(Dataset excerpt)
· · ·

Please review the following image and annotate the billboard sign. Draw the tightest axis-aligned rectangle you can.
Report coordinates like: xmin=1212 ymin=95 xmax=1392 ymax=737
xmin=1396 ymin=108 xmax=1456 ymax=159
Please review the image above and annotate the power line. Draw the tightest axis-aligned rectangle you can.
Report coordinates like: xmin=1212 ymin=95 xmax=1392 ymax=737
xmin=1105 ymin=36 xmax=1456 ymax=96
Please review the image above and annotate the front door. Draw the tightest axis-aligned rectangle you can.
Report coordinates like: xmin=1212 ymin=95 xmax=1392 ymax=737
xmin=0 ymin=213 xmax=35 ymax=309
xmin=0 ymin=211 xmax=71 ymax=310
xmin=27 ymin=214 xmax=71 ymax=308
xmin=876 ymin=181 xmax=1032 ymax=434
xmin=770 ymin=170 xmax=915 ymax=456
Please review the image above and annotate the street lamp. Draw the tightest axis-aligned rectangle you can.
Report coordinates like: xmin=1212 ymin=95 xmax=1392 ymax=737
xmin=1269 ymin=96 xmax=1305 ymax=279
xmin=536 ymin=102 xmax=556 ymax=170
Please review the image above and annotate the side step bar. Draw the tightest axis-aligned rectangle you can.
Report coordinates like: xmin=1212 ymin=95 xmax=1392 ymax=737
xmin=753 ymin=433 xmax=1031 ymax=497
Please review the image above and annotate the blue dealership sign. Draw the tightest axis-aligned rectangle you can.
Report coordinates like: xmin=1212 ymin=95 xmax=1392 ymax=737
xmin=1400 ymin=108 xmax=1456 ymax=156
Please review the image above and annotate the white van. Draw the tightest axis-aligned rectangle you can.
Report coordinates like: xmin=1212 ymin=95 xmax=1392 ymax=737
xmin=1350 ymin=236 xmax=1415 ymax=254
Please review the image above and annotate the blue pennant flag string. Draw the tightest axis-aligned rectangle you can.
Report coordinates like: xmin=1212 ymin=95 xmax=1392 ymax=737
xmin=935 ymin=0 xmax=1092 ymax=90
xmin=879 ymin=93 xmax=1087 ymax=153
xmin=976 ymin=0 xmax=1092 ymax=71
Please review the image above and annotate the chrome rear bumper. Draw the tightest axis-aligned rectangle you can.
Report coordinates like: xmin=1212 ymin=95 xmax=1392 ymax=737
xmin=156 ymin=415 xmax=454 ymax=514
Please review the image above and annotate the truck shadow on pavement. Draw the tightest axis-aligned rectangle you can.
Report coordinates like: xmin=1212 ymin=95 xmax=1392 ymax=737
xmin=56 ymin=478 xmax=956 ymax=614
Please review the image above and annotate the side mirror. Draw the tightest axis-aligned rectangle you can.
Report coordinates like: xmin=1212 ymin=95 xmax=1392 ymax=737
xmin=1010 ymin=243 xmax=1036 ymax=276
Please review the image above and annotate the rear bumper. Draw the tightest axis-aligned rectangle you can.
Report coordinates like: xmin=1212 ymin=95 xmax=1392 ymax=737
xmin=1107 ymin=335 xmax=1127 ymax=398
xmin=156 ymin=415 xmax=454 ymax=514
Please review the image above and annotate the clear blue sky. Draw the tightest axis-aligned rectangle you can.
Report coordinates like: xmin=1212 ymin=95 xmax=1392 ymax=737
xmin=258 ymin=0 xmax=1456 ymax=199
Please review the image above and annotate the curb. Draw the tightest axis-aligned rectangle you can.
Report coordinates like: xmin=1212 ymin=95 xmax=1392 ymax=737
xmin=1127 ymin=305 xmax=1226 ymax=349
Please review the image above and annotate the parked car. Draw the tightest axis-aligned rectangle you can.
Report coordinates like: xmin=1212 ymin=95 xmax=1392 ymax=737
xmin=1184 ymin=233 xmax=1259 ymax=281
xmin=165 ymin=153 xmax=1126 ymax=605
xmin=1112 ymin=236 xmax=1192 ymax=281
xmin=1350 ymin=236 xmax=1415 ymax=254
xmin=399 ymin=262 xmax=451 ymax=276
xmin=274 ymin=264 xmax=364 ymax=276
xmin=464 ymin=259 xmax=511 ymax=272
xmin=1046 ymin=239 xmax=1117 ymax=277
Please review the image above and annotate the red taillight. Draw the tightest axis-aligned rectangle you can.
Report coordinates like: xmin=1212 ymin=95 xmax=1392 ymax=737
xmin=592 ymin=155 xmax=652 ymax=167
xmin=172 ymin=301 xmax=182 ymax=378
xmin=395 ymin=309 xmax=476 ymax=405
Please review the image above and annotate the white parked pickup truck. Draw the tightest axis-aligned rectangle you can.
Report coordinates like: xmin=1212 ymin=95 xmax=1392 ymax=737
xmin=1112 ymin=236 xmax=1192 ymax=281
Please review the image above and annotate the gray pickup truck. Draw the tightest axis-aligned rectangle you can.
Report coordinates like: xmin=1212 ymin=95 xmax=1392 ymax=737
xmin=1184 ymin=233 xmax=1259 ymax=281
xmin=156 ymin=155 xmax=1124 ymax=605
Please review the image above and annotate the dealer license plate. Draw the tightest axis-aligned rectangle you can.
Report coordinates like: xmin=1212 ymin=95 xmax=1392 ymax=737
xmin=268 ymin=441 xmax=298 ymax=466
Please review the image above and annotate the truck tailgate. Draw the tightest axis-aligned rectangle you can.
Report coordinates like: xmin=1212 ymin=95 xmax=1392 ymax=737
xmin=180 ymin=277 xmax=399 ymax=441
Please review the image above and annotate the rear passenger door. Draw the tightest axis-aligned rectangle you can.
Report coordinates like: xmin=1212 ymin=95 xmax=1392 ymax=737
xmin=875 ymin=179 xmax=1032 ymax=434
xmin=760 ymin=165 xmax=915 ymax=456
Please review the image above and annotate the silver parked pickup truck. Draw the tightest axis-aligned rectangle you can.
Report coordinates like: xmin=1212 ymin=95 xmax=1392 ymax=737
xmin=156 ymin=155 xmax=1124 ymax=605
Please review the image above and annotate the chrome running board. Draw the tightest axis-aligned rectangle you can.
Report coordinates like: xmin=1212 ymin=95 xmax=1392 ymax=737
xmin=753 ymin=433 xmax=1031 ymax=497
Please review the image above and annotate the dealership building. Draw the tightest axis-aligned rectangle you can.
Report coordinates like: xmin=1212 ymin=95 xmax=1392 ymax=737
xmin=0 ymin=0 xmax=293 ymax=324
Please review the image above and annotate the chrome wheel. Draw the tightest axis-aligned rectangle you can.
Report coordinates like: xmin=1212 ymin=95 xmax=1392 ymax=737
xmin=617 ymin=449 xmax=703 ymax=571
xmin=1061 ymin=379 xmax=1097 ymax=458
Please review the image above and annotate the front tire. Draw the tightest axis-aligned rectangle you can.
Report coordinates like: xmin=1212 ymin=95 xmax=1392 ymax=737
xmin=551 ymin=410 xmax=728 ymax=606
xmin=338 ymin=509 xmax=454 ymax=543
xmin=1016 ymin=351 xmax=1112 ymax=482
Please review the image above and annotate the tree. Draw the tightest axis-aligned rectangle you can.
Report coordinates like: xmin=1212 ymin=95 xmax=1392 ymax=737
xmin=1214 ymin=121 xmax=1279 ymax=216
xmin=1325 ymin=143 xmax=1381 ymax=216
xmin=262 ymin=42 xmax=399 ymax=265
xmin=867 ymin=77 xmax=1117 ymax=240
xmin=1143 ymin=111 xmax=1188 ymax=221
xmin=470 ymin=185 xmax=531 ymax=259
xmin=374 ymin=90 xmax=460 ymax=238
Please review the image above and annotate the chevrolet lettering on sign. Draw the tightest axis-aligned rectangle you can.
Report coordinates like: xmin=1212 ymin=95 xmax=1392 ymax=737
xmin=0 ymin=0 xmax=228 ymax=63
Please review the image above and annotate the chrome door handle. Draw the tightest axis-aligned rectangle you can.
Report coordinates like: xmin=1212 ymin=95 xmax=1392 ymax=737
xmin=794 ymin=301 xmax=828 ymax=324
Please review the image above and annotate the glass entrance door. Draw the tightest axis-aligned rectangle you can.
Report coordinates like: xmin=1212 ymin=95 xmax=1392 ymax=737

· · ·

__Objective__
Rewrite the records from the start of the records through the line containing "xmin=1396 ymin=108 xmax=1456 ymax=159", replacing "billboard sign" with "roadside sign". Change nothing else.

__Answer in full__
Please review the following image and annotate the roadside sign. Draw the tightest axis-aligned rectangle you can.
Report coordinates like: xmin=1212 ymin=95 xmax=1392 ymax=737
xmin=1396 ymin=108 xmax=1456 ymax=159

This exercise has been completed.